> Given instruction: Set down, in full, every record in the block.

# START OF Data excerpts

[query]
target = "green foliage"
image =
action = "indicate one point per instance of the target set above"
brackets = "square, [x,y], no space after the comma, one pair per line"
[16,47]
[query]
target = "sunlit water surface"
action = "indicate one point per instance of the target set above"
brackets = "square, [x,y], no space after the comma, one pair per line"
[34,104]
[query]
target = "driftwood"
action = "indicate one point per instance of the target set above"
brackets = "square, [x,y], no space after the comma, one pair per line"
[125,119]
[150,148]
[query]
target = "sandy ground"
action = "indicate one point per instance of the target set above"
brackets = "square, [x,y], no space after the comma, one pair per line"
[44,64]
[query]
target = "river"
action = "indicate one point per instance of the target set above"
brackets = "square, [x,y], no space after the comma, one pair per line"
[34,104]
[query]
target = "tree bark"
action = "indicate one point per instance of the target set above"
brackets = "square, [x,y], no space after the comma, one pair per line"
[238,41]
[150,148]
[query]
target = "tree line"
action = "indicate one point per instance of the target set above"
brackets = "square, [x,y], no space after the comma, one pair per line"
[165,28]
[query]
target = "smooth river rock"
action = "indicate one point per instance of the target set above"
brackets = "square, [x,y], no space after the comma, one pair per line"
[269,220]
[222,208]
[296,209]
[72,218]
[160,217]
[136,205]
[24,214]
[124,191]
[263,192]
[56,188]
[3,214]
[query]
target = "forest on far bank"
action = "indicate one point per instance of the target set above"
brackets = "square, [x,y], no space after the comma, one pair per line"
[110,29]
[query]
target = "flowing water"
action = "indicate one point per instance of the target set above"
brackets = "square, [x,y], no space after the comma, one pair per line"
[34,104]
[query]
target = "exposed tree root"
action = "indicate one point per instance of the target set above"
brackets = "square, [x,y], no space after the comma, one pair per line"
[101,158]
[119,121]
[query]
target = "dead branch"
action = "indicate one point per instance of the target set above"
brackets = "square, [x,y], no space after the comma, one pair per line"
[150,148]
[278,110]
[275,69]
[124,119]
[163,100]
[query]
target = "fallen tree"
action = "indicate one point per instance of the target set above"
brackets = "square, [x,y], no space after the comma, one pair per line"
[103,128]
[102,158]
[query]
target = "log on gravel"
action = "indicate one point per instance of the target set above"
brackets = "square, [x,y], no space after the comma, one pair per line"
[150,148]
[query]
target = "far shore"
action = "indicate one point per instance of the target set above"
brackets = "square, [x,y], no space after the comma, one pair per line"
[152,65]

# END OF Data excerpts

> Full solution:
[query]
target = "green foliage"
image =
action = "indicate one point per instance of the target set above"
brackets = "square, [x,y], no space after the comma, one pair per line"
[16,47]
[query]
target = "sunlit water surface"
action = "indicate one point per instance of the target set above"
brackets = "square, [x,y], no space after the comma, one pair per line"
[34,104]
[query]
target = "driftwood"
action = "indicate one point per instance of the target set above"
brackets = "square, [x,y], no space after the comma, one pair per line"
[125,119]
[150,148]
[query]
target = "sandy ground"
action = "indicate one point per instance of the target set above"
brackets = "square, [x,y], no space after the comma, one pair per line"
[44,64]
[query]
target = "river"
action = "indicate one point per instance of the target set above"
brackets = "square, [x,y], no space after the comma, one pair per line"
[34,104]
[query]
target = "tree bark"
action = "indicate one point per instance of the target set above"
brackets = "square, [x,y], no space after the comma, one pair per line"
[238,41]
[150,148]
[query]
target = "tree line"
action = "indicate one point per instance of the target set above"
brackets = "square, [x,y], no space after the comma, one pair per line"
[165,28]
[query]
target = "smooth river rock"
action = "indicate one point per instance of the target set above"
brackets = "square, [x,y], no space after the comma, one pair per line"
[269,220]
[222,208]
[296,209]
[72,218]
[160,217]
[136,205]
[24,214]
[124,191]
[263,192]
[56,188]
[3,214]
[query]
target = "forest on far bank"
action = "indicate one point per instance of the target set above"
brackets = "square, [x,y], no space after the comma, one pair per line"
[110,29]
[query]
target = "flowing water"
action = "indicate one point per instance of the target set above"
brackets = "square, [x,y], no space after the comma, one pair per line"
[34,104]
[query]
target = "exposed tree root"
action = "indicate one point per instance of the target set above"
brackets = "square, [x,y], no space after the comma, one pair per line"
[101,158]
[119,121]
[query]
target = "dead branch"
action = "indicate one point per instance of the target set above"
brackets = "square, [x,y], no space after the comma, one pair per line"
[150,148]
[278,110]
[275,69]
[124,119]
[163,100]
[query]
target = "fallen tree"
action = "indicate one point per instance of the target set above"
brackets = "square, [x,y], no space after the comma, one pair per line"
[103,128]
[102,158]
[query]
target = "log on gravel"
action = "indicate one point per instance of the target set above"
brackets = "square, [x,y], no space after the comma, one pair per line"
[150,148]
[query]
target = "far shore"
action = "indicate one point per instance of the target set above"
brackets = "square, [x,y], no space after the comma, one pair per line"
[152,65]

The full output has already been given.